(WORK REQUEST):
A complete and exact copy of the entries below is the expected result.

(INPUT FOR THIS TASK):

--- START ---

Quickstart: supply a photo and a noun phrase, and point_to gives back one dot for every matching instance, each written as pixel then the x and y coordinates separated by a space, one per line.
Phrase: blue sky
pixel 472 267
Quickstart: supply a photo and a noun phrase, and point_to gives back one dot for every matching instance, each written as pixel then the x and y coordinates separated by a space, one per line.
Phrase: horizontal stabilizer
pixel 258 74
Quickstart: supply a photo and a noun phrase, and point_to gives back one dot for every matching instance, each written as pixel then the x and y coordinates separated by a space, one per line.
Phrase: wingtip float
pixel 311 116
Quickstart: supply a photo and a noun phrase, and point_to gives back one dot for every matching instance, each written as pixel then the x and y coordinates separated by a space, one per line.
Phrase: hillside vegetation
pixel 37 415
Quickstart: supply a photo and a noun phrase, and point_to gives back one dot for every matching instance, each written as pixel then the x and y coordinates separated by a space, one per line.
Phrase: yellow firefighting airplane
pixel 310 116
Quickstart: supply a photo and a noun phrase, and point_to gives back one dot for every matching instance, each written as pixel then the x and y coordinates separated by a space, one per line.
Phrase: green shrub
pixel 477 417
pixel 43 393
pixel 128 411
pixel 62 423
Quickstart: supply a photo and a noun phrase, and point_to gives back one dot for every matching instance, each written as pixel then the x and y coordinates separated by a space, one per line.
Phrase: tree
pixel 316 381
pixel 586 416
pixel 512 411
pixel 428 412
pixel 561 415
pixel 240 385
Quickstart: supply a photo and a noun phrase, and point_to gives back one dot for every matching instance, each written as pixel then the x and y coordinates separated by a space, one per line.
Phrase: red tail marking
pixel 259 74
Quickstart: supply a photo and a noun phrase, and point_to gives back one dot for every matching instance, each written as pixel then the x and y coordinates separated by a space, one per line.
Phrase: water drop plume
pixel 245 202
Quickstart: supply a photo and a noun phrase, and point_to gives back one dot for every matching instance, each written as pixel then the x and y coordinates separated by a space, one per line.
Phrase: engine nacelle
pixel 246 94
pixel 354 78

--- END ---

(OUTPUT FOR THIS TASK):
Quickstart: supply a photo and a noun phrase, and point_to gives back one dot for every matching instance, each written as pixel then the x and y coordinates separated by a space, one per line.
Phrase: blue sky
pixel 472 267
Quickstart: supply a photo and a noun phrase, and point_to gives back one dot for every matching instance, each written as pixel then the x and y coordinates separated by a space, one per line.
Phrase: horizontal stabilizer
pixel 258 74
Quickstart: supply a photo and a noun phrase, and point_to gives back one dot for every matching instance, each written as pixel then the x and y coordinates separated by a space, one per line.
Phrase: wingtip float
pixel 311 116
Quickstart: supply a photo and a noun phrase, and point_to gives back one dot for every matching instance, each written as pixel then the x and y coordinates separated by a space, one per line.
Phrase: hillside vegetation
pixel 37 415
Quickstart: supply a photo and a noun phrase, and point_to gives back one dot for every matching instance, each written as pixel then the x and y coordinates separated by a space, one per line.
Phrase: yellow firefighting airplane
pixel 310 116
Quickstart: supply a photo and a noun phrase, and point_to gives back one dot for every matching instance, each written as pixel then the x and y coordinates separated by a space, one per line.
Phrase: green shrub
pixel 477 417
pixel 43 393
pixel 128 411
pixel 62 423
Quickstart: supply a photo and a noun phrase, and point_to gives back one dot for every matching instance, each written as pixel then the x and y coordinates separated by a space, one per line.
Phrase: tree
pixel 316 381
pixel 586 416
pixel 512 411
pixel 428 412
pixel 561 415
pixel 240 385
Quickstart: supply a photo and a noun phrase, and point_to gives back one dot for every matching instance, each written as pixel then the x and y coordinates separated by a space, one per line.
Phrase: red tail marking
pixel 259 74
Quickstart: supply a photo and a noun phrase, and point_to gives back one dot for every matching instance, each written as pixel then the x and y coordinates separated by a space, one per line.
Phrase: water drop plume
pixel 245 202
Quickstart: supply a photo and a noun phrase, and point_to gives back one dot for every matching instance, each written as pixel then the x and y coordinates separated by a space, one per line.
Phrase: engine nacelle
pixel 246 94
pixel 354 78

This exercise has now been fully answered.